**EXERCISE**
Can you reproduce every one of the records below word for word, omitting the pictures?

**PROVIDED RECORDS**
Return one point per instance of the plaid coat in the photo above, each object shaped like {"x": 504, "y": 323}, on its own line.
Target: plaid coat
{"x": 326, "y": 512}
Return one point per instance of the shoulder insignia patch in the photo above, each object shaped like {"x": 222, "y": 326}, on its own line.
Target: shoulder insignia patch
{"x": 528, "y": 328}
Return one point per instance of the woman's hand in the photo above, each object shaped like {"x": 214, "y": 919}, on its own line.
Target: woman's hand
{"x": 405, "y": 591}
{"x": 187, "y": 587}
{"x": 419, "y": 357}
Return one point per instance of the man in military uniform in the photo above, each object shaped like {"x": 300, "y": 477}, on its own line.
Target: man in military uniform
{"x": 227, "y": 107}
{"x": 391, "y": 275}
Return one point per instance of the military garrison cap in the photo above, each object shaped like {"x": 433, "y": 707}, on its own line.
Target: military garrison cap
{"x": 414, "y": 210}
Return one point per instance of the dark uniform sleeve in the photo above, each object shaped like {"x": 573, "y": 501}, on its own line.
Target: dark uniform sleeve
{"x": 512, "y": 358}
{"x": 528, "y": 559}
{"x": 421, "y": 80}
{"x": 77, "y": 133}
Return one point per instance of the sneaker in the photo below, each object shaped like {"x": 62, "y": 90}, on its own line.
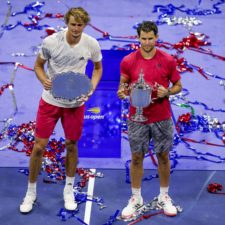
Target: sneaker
{"x": 165, "y": 202}
{"x": 133, "y": 205}
{"x": 27, "y": 204}
{"x": 69, "y": 201}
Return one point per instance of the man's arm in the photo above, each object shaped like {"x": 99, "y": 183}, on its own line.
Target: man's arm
{"x": 96, "y": 74}
{"x": 123, "y": 87}
{"x": 164, "y": 92}
{"x": 40, "y": 73}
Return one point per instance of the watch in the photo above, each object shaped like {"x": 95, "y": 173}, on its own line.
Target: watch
{"x": 168, "y": 93}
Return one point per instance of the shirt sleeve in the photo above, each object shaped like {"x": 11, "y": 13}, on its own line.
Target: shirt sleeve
{"x": 174, "y": 74}
{"x": 45, "y": 50}
{"x": 96, "y": 52}
{"x": 124, "y": 68}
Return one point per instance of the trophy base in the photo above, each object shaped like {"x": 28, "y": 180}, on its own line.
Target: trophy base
{"x": 138, "y": 118}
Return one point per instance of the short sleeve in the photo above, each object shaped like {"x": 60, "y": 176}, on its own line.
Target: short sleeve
{"x": 174, "y": 74}
{"x": 124, "y": 68}
{"x": 45, "y": 50}
{"x": 96, "y": 52}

**EXERCISE OUTPUT**
Return one point per instance of the plaid coat in the photo above, each object shaped like {"x": 504, "y": 323}, on its own line.
Target: plaid coat
{"x": 326, "y": 512}
Return one point per instance of the shoulder insignia patch in the photo above, each object shaped like {"x": 222, "y": 326}, on its own line.
Target: shoulder insignia patch
{"x": 528, "y": 328}
Return one point per instance of the woman's hand in the photo above, each object shaped like {"x": 214, "y": 919}, on its own line.
Target: woman's hand
{"x": 405, "y": 591}
{"x": 187, "y": 587}
{"x": 419, "y": 357}
Return one point per instance of the man in military uniform in the photo above, each object shaped like {"x": 300, "y": 477}, on its own line.
Target: man in military uniform
{"x": 227, "y": 107}
{"x": 391, "y": 275}
Return one point per instance of the military garrison cap in the photo above, each object shaped like {"x": 433, "y": 707}, on its own line.
Target: military garrison cap
{"x": 414, "y": 210}
Return one point per instance of the dark uniform sleeve in the photo above, each object shaped like {"x": 573, "y": 501}, on its own line.
Target: dark uniform sleeve
{"x": 512, "y": 358}
{"x": 528, "y": 559}
{"x": 421, "y": 80}
{"x": 77, "y": 133}
Return one point per instance of the sneaker in the photo below, each object shaped like {"x": 62, "y": 90}, on its own line.
Target: sneaker
{"x": 165, "y": 202}
{"x": 133, "y": 205}
{"x": 27, "y": 204}
{"x": 69, "y": 201}
Return one point per instance of the man's arm in the photo above, each object shaped like {"x": 99, "y": 183}, on its own line.
Target: man's arm
{"x": 96, "y": 74}
{"x": 123, "y": 87}
{"x": 164, "y": 92}
{"x": 40, "y": 73}
Return one point per instance of the watch in the photo above, each object shaped like {"x": 95, "y": 173}, on its own line.
Target: watch
{"x": 168, "y": 93}
Return one point per instance of the shirt sleeve in the photo above, each object shaped like {"x": 11, "y": 13}, on its own line.
Target: shirt sleeve
{"x": 174, "y": 74}
{"x": 45, "y": 50}
{"x": 96, "y": 52}
{"x": 124, "y": 68}
Return one point per instance of the trophy base in the photo above, each object shaped like {"x": 28, "y": 180}, on its own line.
Target: trophy base
{"x": 138, "y": 118}
Return one point per instance of the short sleeve in the photo above, each object shaped like {"x": 60, "y": 176}, on its own line.
Target: short sleeve
{"x": 174, "y": 74}
{"x": 124, "y": 68}
{"x": 45, "y": 50}
{"x": 96, "y": 52}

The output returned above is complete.